Can you express the part of the entries that opens with the line containing "Look at this image and locate every instance of woman with" and runs through the end of the entries as a Markdown table, with a Row column holding the row number and an Entry Line column holding the line, blank lines left out?

Stored data:
+++++

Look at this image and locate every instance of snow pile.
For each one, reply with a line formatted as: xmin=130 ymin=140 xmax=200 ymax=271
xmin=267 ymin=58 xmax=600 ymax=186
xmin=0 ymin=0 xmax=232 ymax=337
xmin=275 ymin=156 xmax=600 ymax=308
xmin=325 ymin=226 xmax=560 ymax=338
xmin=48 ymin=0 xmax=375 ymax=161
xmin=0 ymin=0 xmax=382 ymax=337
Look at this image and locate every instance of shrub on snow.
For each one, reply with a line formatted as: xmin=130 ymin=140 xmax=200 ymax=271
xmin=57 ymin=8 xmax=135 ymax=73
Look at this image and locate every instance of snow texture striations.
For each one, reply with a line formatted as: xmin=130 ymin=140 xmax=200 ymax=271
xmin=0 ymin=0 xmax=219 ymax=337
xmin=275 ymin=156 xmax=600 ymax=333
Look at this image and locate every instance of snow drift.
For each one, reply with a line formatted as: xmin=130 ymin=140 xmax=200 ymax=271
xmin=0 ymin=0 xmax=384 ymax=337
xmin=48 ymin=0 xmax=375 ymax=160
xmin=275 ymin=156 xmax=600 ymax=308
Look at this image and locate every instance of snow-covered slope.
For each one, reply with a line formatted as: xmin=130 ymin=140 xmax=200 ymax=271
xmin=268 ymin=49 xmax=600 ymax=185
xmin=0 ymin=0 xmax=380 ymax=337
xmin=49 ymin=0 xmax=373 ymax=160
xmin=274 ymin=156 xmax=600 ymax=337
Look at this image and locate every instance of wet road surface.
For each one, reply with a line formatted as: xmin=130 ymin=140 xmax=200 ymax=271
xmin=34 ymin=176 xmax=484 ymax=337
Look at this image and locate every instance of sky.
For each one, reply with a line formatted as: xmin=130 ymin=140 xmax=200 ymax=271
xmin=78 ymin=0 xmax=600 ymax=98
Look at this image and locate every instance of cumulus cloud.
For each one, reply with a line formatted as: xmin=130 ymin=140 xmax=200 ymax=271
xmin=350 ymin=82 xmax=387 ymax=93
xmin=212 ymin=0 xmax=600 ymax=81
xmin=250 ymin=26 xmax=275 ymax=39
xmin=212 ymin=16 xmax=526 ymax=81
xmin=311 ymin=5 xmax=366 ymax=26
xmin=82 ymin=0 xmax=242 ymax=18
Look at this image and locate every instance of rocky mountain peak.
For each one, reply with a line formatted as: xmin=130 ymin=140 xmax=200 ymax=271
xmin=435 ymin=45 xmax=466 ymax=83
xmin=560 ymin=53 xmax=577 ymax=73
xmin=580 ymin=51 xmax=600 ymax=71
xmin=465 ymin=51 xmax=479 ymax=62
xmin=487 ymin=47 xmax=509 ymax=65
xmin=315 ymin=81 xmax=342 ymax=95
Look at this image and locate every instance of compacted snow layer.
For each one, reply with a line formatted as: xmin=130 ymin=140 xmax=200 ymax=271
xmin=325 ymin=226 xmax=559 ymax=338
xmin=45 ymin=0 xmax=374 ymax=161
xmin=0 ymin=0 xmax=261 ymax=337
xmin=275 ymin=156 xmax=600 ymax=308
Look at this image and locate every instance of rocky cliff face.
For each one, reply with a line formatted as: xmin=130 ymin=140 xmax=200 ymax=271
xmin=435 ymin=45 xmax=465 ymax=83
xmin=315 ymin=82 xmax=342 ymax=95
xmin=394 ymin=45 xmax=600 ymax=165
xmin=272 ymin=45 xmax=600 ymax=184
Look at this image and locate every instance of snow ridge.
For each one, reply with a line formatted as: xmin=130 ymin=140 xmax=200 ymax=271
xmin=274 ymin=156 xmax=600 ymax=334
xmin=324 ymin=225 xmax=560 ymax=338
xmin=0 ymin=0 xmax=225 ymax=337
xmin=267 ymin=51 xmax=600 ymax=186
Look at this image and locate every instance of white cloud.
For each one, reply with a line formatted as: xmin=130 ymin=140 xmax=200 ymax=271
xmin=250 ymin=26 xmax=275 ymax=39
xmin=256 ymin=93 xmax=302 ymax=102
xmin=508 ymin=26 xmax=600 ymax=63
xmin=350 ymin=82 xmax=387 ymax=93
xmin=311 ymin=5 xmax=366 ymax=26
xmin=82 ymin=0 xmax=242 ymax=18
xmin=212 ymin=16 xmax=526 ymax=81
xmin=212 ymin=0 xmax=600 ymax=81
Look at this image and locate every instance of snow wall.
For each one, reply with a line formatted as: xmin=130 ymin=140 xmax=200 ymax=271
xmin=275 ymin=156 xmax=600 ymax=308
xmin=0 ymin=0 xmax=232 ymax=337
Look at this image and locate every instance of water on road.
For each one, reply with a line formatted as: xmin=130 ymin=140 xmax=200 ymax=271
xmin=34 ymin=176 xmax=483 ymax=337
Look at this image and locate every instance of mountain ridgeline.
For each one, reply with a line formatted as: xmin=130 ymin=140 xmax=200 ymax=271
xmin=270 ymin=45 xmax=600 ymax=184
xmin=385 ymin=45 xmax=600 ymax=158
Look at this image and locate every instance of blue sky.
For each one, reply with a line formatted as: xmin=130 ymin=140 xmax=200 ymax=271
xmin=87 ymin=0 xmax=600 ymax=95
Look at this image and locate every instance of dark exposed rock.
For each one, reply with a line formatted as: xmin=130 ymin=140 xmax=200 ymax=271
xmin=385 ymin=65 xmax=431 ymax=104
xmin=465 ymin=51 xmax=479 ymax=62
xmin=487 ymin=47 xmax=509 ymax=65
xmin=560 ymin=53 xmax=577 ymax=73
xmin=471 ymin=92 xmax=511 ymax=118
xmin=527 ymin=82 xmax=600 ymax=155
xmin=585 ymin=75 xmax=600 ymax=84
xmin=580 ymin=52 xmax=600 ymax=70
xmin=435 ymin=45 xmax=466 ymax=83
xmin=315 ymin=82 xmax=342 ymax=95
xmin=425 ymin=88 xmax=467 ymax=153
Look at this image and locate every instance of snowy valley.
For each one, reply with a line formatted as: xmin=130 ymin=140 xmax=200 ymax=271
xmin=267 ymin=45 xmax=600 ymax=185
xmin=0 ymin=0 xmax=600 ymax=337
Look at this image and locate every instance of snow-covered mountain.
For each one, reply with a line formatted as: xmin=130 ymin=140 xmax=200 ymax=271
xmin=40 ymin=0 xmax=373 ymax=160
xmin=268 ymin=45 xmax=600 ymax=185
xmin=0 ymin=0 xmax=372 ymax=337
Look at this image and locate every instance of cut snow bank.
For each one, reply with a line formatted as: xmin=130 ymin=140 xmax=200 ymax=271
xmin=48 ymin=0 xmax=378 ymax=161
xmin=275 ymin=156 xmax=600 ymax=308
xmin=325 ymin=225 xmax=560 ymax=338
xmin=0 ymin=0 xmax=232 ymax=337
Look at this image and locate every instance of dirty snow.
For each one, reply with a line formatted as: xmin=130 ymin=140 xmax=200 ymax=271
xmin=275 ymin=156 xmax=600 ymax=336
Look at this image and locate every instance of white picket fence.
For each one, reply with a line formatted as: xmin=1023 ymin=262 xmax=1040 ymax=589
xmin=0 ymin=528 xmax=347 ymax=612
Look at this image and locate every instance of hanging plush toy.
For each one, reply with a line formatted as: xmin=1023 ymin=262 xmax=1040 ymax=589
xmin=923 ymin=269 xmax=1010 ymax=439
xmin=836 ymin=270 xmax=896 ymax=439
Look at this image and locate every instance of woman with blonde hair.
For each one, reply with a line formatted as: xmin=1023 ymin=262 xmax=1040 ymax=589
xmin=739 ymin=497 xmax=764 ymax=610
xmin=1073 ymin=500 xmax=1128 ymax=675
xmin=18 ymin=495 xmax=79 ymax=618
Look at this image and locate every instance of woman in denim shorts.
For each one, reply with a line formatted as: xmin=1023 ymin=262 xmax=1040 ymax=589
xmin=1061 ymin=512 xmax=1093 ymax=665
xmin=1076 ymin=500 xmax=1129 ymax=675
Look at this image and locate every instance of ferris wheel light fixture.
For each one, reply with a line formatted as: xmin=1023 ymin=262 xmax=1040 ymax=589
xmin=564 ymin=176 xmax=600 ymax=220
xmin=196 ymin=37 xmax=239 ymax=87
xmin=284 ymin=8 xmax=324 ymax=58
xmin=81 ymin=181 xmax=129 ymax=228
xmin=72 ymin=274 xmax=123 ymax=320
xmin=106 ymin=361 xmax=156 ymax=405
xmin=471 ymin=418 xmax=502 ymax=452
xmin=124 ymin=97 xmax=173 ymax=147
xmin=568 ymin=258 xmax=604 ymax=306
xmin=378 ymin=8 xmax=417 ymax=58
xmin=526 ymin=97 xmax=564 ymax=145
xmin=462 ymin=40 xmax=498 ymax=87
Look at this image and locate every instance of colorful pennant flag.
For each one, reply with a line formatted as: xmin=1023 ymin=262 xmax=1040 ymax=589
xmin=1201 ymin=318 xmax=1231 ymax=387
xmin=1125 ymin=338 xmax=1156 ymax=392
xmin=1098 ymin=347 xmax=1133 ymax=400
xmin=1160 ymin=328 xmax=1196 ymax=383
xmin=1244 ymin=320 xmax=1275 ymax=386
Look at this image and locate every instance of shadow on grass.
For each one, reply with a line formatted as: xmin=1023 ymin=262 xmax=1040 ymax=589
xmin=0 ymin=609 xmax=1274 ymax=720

+++++

Result of this exercise:
| Row | Entry Line |
|---|---|
| 1 | Look at this image and locate every instance of woman with blonde hair. |
| 2 | For each one, reply with a line formatted as: xmin=1023 ymin=262 xmax=1040 ymax=589 |
| 3 | xmin=739 ymin=497 xmax=764 ymax=610 |
| 4 | xmin=1073 ymin=500 xmax=1128 ymax=675 |
| 5 | xmin=18 ymin=495 xmax=79 ymax=618 |
| 6 | Look at this image and locate every instance of woman in denim shorts. |
| 7 | For each one, reply with a line formatted as: xmin=1023 ymin=262 xmax=1040 ymax=589 |
| 8 | xmin=1061 ymin=512 xmax=1093 ymax=665 |
| 9 | xmin=1076 ymin=500 xmax=1129 ymax=675 |
| 10 | Look at this image and locate every instance of ferris wheel light fixture. |
| 11 | For each one, reply with a line formatted as: xmin=1023 ymin=262 xmax=1040 ymax=589 |
| 12 | xmin=564 ymin=176 xmax=600 ymax=220 |
| 13 | xmin=196 ymin=37 xmax=239 ymax=87 |
| 14 | xmin=284 ymin=8 xmax=324 ymax=58 |
| 15 | xmin=81 ymin=181 xmax=129 ymax=228 |
| 16 | xmin=72 ymin=274 xmax=123 ymax=320 |
| 17 | xmin=106 ymin=361 xmax=156 ymax=405 |
| 18 | xmin=471 ymin=418 xmax=502 ymax=452 |
| 19 | xmin=124 ymin=97 xmax=173 ymax=147 |
| 20 | xmin=568 ymin=258 xmax=604 ymax=306 |
| 21 | xmin=378 ymin=8 xmax=417 ymax=58 |
| 22 | xmin=526 ymin=97 xmax=564 ymax=145 |
| 23 | xmin=462 ymin=40 xmax=498 ymax=87 |
| 24 | Look at this image and locate every instance of colorful pennant flag. |
| 25 | For each one, reply with a line formatted as: xmin=1023 ymin=262 xmax=1040 ymax=589 |
| 26 | xmin=1201 ymin=318 xmax=1231 ymax=387 |
| 27 | xmin=1125 ymin=338 xmax=1156 ymax=392 |
| 28 | xmin=1098 ymin=347 xmax=1133 ymax=400 |
| 29 | xmin=1160 ymin=328 xmax=1196 ymax=383 |
| 30 | xmin=1244 ymin=320 xmax=1275 ymax=386 |
| 31 | Look at this image and locate every instance of shadow on grass. |
| 32 | For each one, reply with a line formatted as: xmin=1023 ymin=262 xmax=1040 ymax=589 |
| 33 | xmin=0 ymin=609 xmax=1274 ymax=720 |